[Records from a data collection]
—————
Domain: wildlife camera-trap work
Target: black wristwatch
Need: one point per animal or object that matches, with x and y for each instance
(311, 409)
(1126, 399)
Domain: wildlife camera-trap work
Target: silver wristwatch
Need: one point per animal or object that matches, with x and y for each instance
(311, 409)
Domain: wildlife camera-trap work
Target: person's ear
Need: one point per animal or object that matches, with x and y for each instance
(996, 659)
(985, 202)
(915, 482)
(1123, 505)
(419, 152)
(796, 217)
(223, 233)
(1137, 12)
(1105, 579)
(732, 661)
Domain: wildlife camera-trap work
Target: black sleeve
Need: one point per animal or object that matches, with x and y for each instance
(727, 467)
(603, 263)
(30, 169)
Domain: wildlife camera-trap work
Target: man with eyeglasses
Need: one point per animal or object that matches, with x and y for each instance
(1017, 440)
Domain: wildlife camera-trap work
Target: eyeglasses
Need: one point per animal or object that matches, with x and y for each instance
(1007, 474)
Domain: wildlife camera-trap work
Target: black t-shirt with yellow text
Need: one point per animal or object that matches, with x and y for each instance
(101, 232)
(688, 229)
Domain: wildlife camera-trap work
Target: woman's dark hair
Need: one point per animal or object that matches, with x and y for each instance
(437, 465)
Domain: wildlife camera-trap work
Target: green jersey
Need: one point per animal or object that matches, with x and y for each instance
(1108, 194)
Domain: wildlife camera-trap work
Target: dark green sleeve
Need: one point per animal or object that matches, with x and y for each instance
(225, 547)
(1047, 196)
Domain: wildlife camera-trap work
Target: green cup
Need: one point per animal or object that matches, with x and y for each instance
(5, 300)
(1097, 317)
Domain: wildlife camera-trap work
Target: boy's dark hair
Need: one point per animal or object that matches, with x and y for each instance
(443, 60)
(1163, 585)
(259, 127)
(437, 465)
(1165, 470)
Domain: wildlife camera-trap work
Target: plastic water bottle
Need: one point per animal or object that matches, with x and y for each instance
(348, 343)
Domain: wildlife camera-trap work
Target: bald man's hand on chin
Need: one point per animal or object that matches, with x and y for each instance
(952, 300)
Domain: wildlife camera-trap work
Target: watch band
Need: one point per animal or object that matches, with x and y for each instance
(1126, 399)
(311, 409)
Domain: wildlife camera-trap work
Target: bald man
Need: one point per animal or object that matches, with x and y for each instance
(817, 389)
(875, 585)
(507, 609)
—————
Every single entry above has to be copied exactly.

> **Written solution**:
Domain: wildlife camera-trap work
Target: black wristwatch
Need: one point per animal or object that matches, with x and y for each instance
(311, 409)
(1126, 399)
Domain: wildlife camera-trap work
Target: silver wristwatch
Need: one point per animal or object that matches, with x and y for each instance
(311, 409)
Domain: wildlife camera-trap work
Target: person's ear
Need: one point per animal or object that matches, with x and y for each instance
(996, 659)
(985, 202)
(915, 482)
(1123, 505)
(419, 152)
(796, 217)
(223, 233)
(1137, 12)
(1105, 579)
(732, 661)
Domain: wildlife camera-trap work
Target: black sleeve
Need: one point per animal or object that matches, with x and y for each instance
(727, 467)
(603, 263)
(30, 169)
Domain: wildlife camera-trap work
Target: man with eyeglasses
Need: one point per animal or object that matches, with x and y for each instance
(1017, 440)
Domain: wildlife camera-trap work
Target: eyeglasses
Need: one point per animal or object that matches, with x and y for each instance
(1007, 474)
Domain: wildlife camera-trap work
Target: black t-shirt with yellow text
Need: one point per animal or object that matches, with x and y for each instance
(101, 232)
(688, 229)
Domain: wildlife camera-trap work
Target: woman's dark hair
Need: one point per animal or object that matches, with x and y for each instance
(437, 465)
Domain: wildlife camera-trap work
Target: green jersey
Need: one point per animal or object that matches, with x and y for each instance
(1108, 194)
Domain: wildlife camera-trap work
Target: dark green sleeve
Need: one point per animal or object that matches, with x and y for each instance
(225, 547)
(1047, 196)
Domain: wildlife camera-trap work
Target: green cup
Need: one point per animal or object that matches, with x and y for each instance
(5, 300)
(1097, 317)
Domain: wildlife camera-trap work
Target: boy's dark hair
Need: one point per animal or object that matches, with x and y for each instance
(443, 60)
(1163, 585)
(259, 127)
(437, 465)
(1165, 470)
Domain: wildlife camera-trap work
Target: plastic water bottle
Need: one point per animal or object that matches, with x and y for each instance
(348, 343)
Domain: wildlife camera-trap work
Target: bald man's hand on chin
Need: one point per animal or object that matches, with x and y for each instance
(952, 300)
Domain: wildlife camera-trap work
Target: watch band
Need: one point per animal or object that matches, with x and y for each instance
(1126, 399)
(311, 409)
Domain: wildlife camera-trap work
Target: bald man
Need: one point per animal or object that matches, with x and y for each instance
(817, 389)
(875, 585)
(507, 609)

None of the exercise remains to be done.